* What to do *
Find each line in the records that contains the word "white" and copy it. Case matters.

* Supplied data *
-------------------------

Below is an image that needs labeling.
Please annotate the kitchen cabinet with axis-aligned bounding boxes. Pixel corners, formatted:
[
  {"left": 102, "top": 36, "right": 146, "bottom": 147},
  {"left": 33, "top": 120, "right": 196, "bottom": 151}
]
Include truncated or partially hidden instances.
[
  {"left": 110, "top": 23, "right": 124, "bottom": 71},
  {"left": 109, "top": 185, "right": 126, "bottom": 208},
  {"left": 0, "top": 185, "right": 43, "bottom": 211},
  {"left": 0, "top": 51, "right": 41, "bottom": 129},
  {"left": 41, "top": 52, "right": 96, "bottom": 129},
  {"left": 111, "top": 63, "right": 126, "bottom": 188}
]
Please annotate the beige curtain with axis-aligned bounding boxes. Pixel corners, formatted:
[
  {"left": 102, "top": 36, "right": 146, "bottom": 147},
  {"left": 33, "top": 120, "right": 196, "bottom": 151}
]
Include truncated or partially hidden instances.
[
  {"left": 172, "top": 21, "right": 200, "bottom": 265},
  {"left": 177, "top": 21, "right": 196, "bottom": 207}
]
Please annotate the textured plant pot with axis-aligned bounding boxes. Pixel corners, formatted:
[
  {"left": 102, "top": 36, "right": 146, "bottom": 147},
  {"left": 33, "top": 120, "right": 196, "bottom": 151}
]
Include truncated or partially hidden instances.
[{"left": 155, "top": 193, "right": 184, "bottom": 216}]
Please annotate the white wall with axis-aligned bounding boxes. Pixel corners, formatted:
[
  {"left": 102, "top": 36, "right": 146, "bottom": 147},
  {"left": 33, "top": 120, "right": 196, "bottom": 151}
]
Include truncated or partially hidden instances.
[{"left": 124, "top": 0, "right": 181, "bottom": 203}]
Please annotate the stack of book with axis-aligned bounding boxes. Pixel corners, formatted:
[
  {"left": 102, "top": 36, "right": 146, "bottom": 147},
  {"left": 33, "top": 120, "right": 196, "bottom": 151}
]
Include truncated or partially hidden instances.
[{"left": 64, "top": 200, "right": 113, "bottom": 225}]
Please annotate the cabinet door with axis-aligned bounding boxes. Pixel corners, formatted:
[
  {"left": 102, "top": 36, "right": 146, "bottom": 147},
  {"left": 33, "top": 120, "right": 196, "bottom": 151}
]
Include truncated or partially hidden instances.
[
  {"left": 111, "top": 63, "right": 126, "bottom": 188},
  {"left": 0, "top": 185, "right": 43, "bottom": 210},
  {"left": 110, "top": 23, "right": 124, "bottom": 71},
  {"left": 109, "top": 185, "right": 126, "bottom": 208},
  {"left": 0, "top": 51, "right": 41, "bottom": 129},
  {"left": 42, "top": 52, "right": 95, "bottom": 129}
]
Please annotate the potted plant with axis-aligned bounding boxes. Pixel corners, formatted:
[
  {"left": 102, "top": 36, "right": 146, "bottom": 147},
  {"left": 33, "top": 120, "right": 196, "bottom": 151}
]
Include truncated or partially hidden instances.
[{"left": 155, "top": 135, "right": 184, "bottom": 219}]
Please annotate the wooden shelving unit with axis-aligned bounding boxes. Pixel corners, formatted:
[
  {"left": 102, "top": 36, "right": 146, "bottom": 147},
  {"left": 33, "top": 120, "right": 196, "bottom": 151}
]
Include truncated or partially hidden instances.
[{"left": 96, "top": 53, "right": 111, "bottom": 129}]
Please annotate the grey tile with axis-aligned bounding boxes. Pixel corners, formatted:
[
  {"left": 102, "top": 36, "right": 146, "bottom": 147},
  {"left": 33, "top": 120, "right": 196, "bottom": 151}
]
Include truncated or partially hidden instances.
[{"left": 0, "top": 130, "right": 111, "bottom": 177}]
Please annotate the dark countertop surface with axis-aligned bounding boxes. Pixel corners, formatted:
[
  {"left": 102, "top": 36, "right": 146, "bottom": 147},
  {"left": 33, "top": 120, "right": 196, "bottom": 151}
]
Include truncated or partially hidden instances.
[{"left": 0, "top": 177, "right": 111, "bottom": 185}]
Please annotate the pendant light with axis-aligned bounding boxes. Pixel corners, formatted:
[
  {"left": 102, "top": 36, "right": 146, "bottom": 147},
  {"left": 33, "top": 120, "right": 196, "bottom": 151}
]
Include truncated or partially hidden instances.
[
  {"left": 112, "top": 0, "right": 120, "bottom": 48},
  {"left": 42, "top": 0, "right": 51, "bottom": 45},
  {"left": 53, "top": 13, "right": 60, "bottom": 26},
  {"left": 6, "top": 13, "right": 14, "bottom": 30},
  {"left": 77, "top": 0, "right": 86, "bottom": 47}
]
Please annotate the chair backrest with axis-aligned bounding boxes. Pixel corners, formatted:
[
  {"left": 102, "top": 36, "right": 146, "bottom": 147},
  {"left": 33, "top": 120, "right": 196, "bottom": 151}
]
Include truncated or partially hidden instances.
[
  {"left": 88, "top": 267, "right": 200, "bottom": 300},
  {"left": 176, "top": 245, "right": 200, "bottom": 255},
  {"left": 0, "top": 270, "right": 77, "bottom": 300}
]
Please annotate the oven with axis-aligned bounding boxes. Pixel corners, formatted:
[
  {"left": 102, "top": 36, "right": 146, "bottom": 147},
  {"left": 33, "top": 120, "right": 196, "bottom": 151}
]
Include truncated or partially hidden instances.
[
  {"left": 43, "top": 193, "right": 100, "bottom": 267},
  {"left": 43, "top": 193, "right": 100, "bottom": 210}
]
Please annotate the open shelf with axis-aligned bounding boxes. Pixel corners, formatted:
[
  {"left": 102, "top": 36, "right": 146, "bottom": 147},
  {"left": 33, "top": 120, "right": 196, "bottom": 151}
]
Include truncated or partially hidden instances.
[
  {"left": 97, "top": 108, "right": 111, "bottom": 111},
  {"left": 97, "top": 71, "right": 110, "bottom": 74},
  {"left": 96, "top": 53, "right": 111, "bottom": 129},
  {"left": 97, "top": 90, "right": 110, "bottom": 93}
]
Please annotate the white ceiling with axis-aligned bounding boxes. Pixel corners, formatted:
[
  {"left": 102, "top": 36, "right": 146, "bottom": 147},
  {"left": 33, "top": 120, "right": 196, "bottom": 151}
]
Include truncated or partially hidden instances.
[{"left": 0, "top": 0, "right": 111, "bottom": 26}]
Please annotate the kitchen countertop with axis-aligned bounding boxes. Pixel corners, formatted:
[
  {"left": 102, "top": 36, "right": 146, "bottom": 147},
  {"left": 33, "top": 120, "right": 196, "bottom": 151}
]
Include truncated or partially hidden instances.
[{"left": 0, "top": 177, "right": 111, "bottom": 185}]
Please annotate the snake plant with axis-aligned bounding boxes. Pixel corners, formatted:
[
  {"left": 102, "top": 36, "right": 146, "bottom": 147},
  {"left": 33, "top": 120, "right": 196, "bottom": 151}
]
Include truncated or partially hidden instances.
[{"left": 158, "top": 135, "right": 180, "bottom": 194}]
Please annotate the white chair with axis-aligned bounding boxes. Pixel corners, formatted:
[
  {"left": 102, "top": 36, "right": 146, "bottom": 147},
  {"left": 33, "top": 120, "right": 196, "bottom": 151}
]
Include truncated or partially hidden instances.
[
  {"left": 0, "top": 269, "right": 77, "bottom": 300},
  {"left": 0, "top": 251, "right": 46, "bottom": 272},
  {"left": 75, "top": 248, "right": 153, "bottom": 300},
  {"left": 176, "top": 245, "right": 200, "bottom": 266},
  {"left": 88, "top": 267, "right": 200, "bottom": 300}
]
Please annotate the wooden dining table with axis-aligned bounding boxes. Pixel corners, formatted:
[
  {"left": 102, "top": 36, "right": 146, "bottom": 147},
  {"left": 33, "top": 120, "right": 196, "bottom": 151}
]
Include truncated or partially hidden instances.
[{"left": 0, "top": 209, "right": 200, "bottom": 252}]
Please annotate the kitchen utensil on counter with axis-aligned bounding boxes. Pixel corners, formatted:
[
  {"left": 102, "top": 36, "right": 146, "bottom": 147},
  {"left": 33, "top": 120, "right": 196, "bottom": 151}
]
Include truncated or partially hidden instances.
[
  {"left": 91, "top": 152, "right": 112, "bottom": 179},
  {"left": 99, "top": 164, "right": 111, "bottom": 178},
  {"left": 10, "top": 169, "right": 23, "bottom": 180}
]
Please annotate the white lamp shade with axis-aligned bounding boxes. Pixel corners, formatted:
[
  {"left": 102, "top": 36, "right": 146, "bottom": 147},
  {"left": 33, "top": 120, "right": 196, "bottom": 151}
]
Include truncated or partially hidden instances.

-------------------------

* Task answer *
Please annotate the white wall with axis-aligned bounding boxes. Pixel corners, formatted:
Please annotate the white ceiling with axis-aligned bounding boxes. Pixel corners, formatted:
Please annotate the white chair with axis-aligned bounding boxes. Pixel corners, formatted:
Please annotate the white lamp shade with axis-aligned bounding boxes. Pixel corners, formatted:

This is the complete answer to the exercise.